+++ EXTRACTED RECORDS

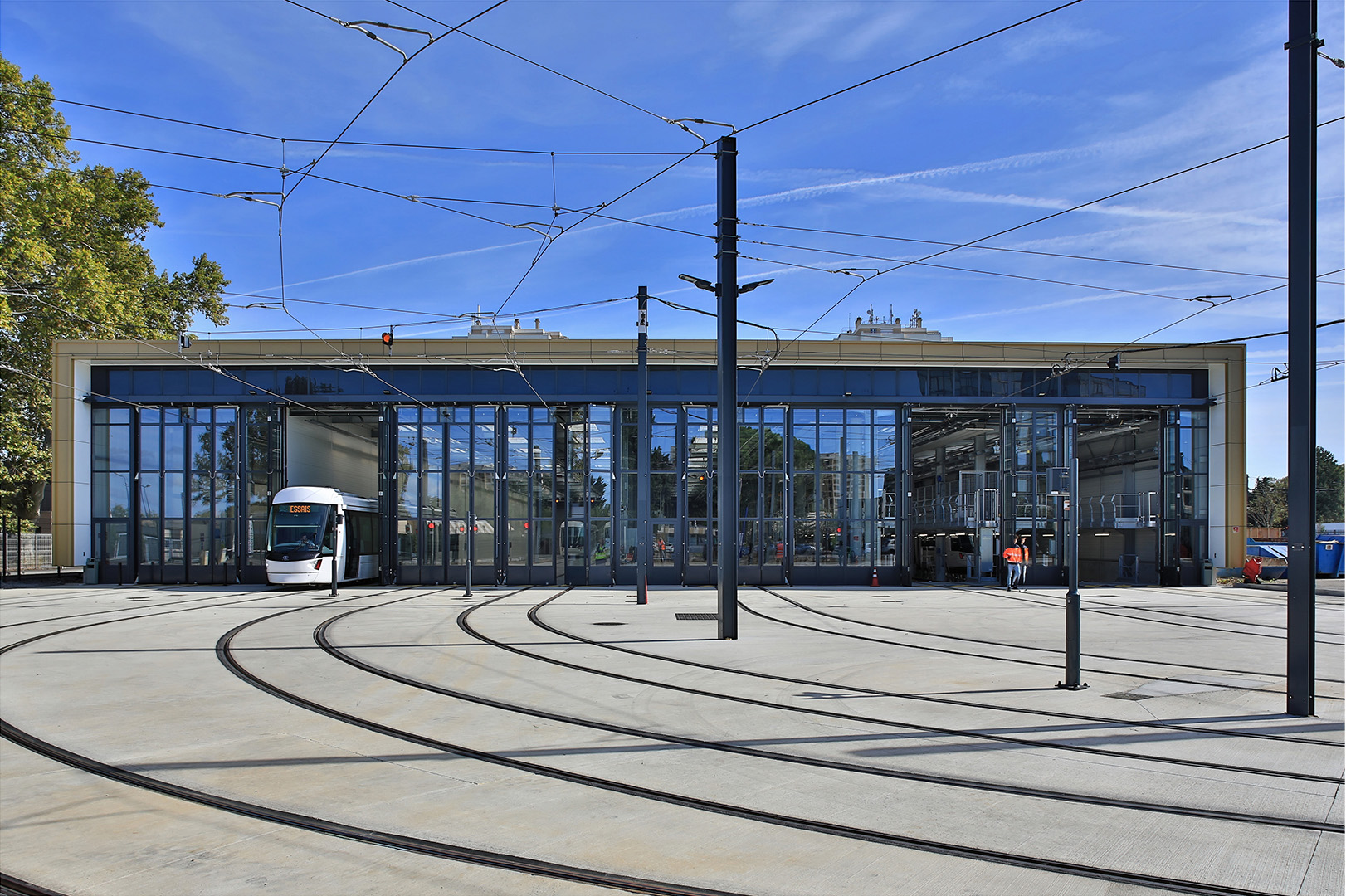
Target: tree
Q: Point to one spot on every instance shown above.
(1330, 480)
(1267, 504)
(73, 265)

++++++
+++ EXTRACTED RECORDS

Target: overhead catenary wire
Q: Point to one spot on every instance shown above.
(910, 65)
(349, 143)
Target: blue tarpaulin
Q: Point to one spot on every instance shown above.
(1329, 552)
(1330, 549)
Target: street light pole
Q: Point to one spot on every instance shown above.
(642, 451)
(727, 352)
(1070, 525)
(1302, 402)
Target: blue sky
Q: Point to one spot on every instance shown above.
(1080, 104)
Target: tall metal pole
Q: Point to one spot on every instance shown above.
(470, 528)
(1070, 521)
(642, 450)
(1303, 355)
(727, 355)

++++++

■ **WHAT IS NEEDED**
Copy the records from the line containing "Target: blue tarpaulin" through the line containing "(1302, 402)", swapping in "lamp post" wherever "street light pole" appears and keeping everything else the same.

■ **FULL ANSWER**
Target: blue tarpaulin
Q: Point to one spot on every instance shown above.
(1329, 552)
(1330, 549)
Target: lamp post
Q: Point to one spot on every instance shown above.
(642, 451)
(727, 352)
(1070, 525)
(1302, 402)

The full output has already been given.